> _EXERCISE INSTRUCTIONS_:
Return all of the data exactly, with nothing left out but the pictures.

> _DATA SHOWN_:
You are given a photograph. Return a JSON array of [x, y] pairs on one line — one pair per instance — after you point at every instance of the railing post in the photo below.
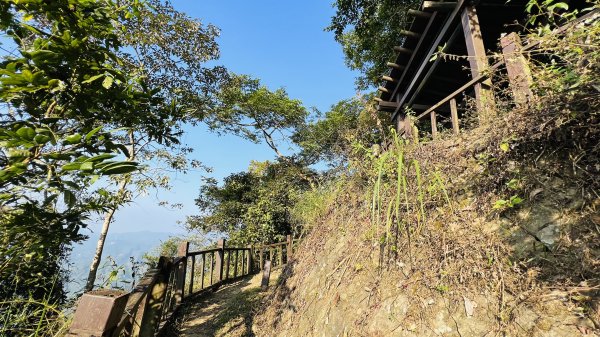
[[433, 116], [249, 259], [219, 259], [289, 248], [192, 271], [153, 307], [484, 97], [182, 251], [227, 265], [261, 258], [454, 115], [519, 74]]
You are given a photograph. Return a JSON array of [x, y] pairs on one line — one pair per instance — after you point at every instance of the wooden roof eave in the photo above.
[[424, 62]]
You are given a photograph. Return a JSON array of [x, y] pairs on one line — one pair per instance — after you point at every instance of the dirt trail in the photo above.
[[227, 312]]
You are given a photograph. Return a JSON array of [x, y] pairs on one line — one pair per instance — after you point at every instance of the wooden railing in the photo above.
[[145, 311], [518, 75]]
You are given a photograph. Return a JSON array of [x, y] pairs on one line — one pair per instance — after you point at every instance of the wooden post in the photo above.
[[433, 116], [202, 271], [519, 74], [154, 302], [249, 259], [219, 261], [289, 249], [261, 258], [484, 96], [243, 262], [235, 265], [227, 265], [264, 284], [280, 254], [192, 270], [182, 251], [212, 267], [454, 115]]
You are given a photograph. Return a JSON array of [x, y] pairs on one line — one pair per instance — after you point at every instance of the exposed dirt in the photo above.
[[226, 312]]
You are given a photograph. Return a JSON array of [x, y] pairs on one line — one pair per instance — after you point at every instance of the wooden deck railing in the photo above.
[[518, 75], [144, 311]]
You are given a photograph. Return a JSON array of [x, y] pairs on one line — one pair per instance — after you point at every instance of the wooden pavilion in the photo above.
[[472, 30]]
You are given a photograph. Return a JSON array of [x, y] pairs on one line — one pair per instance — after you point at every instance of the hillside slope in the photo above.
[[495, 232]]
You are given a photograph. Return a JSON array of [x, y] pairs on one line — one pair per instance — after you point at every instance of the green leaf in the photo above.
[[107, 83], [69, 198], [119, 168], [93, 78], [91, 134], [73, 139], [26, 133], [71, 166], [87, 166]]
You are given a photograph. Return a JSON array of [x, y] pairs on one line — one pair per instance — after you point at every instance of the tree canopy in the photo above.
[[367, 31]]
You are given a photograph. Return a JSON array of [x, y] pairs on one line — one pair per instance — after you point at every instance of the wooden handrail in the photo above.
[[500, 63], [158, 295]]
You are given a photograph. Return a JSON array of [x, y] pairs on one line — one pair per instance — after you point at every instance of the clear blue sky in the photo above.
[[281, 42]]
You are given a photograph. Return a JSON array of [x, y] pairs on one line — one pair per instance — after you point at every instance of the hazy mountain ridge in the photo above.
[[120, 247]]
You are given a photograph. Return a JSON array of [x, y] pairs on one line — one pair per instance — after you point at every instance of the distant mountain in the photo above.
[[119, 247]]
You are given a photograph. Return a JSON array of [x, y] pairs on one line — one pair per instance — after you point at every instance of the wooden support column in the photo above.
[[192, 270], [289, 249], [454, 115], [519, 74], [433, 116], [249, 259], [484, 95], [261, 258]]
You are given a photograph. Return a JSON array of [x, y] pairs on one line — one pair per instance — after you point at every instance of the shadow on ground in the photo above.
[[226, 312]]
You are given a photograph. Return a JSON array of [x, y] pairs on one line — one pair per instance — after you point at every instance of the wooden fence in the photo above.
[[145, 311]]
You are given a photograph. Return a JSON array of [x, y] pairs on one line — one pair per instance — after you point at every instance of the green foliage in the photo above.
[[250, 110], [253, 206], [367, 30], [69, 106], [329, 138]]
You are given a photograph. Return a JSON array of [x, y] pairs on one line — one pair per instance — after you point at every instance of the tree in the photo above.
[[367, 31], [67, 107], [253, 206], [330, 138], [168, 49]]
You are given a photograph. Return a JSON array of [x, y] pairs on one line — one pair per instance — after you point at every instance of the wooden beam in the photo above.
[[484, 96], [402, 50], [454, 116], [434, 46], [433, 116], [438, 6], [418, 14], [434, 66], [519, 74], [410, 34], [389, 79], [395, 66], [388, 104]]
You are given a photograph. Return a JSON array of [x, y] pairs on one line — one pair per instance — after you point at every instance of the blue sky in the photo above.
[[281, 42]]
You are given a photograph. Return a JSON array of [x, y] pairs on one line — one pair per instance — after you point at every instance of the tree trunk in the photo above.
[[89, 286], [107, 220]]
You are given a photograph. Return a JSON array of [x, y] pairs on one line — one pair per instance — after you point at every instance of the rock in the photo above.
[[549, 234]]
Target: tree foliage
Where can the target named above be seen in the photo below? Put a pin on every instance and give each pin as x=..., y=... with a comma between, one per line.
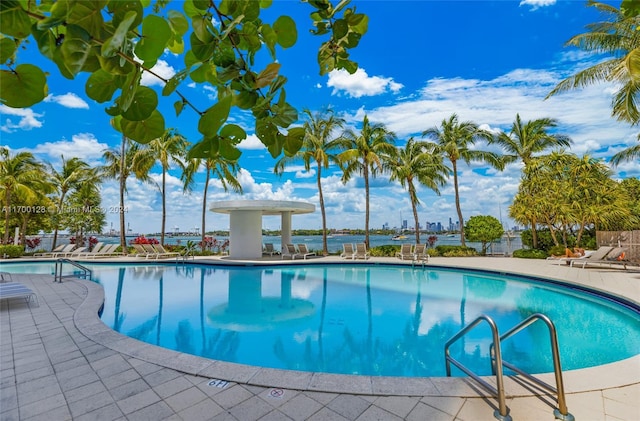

> _SOLUTION FOR THIS PROBLEM_:
You are given a photograph. Return a JSON array of [x, y] pairs on one line — one pair per instance — after you point at every instance of the railing post in the photo below.
[[433, 116], [249, 259], [219, 259], [289, 248], [192, 271], [153, 307], [484, 97], [182, 251], [227, 265], [261, 258], [454, 115], [519, 74]]
You are given a photograph. Return a JSON array of [x, y] pairs on one line — one pair per instance — after you point at every instance of the wooden roof eave in the photo above.
[[424, 62]]
You are given a photograph. Return a JSON array of [x, y] pairs on one line — one pair per instance — after you point at every instance of the dirt trail in the photo above.
[[227, 312]]
You are given a photograph. Return a JSON array of [x, y] pairs on one line — one pair per instance — after you point at every instance of the wooden railing in the photo above.
[[145, 311], [518, 75]]
You are given a photograph. Return a JSON array of [x, y] pairs on one line — one pair per instance — after you point at every instance of the wooden post in the photo above.
[[433, 116], [202, 271], [519, 74], [154, 302], [249, 259], [219, 261], [289, 249], [261, 258], [484, 96], [243, 262], [235, 265], [227, 265], [264, 284], [280, 254], [192, 270], [182, 251], [212, 267], [454, 115]]
You are given a photograph. Return a JSON array of [x, y] pairs on one line — one pair per instance — after you point at every instance of the exposed dirt in the photo above.
[[226, 312]]
You are given a photograph. Return a JSON array of [x, y] pairs on one line — one pair per instance — after you point at every instance of the wooden deck railing in the photo above.
[[518, 75], [144, 311]]
You are given a photograph. Return a JSON array of [x, y] pairs on one line — one pair per instance — after you point at every instance of the wooden pavilion in the photo above.
[[472, 30]]
You are given a photograph. Return a JSON array of [x, y] pairs on one line — one pair per instance — after you point at every instance of the hillside slope in the photo above.
[[495, 232]]
You are given a photograph. Return a JSON array of [x, y] pairs on one line — one pair per instance — after you point at every instance of the green leaf in the photo above.
[[107, 83], [69, 198], [119, 168], [93, 78], [91, 134], [73, 139], [26, 133], [71, 166], [87, 166]]
You are given a photograph. Return a JSON array of [x, y] pairs on one line — one pair per instance — after you point at every instance of the tree canopy in the photo above.
[[367, 31]]
You are given a photograph. Return a JSON array of [x, y] pairs on one line — one pair per instance — after you point at every instance of the wooden handrail in the photo above.
[[500, 63], [158, 295]]
You are given a photograph. Return a JSON array of [x, y] pairs on one line — one pair per instance — after you point at every instance of the clear blue sky in the photo above.
[[281, 42]]
You are given a photograph. Return a JSON array of [x, y] pairs on one line — one pair per instance — after you point at every instance of the hazy mountain ridge in the photo above.
[[120, 247]]
You are given a photograph. Return a JSON array of [x, y] pairs on one line — one pair per instance — after you point at every instance of the distant mountain in the photo above.
[[119, 247]]
You are given a photograph. Return a JSON array of [x, y] pairs on one line — one pair per instance — after you point at every instance of the wooden support column in the photo above.
[[192, 270], [289, 249], [454, 115], [519, 74], [433, 116], [249, 259], [484, 95], [261, 258]]
You are given a photograph. Return a JSON array of [x, y] pairs on one line — one pair per instance — after you point at every instance of the shadow on ground in the photo above.
[[226, 312]]
You are given a photograph. Return a JSON array of [x, y] pairs on one line — one pair per instance — after you point at every instance of the wooden fence in the photo above.
[[145, 311]]
You are given a photograph. Return a JSON array of [x, y] pairs on one line — one pair per instance — after you point at every instance of the green foliage in the photo above.
[[250, 110], [253, 206], [367, 30], [69, 106], [329, 138]]
You are given a photograph. Return a JSON array of [x, y] pairs on one line — one pair per instance — after you point at every instance of the tree in the photo above.
[[367, 31], [67, 107], [253, 206], [330, 138], [168, 49]]
You are given a photograph. Return a JSON array of [x, y] pairs on one line — one pair per instance — after you point at every instance of the wooden beam in the photo above.
[[484, 96], [402, 50], [454, 116], [434, 46], [433, 116], [438, 6], [418, 14], [434, 66], [519, 74], [410, 34], [389, 79], [395, 66], [388, 104]]
You are given a photograph. Return a JSON array of [x, y] pairs on one line — one pair per instance — after you point at every instance of the blue sky in the photo above.
[[281, 42]]
You are given a photograph. Return a JSON array of [x, y] pairs on one line — one pair per instance — after you point at every instance of the tree trunk in the photo above.
[[89, 286], [107, 220]]
You are given a photograph. Return a JSON array of [x, y] pairs on one line — one pair per instance — after you point at every instance of the rock in the photo above.
[[549, 234]]
Target: tree foliage
Where can the target named above be seen in the photo below? Put a pin on every instance and give each pin as x=..., y=... with a comma between, one per line.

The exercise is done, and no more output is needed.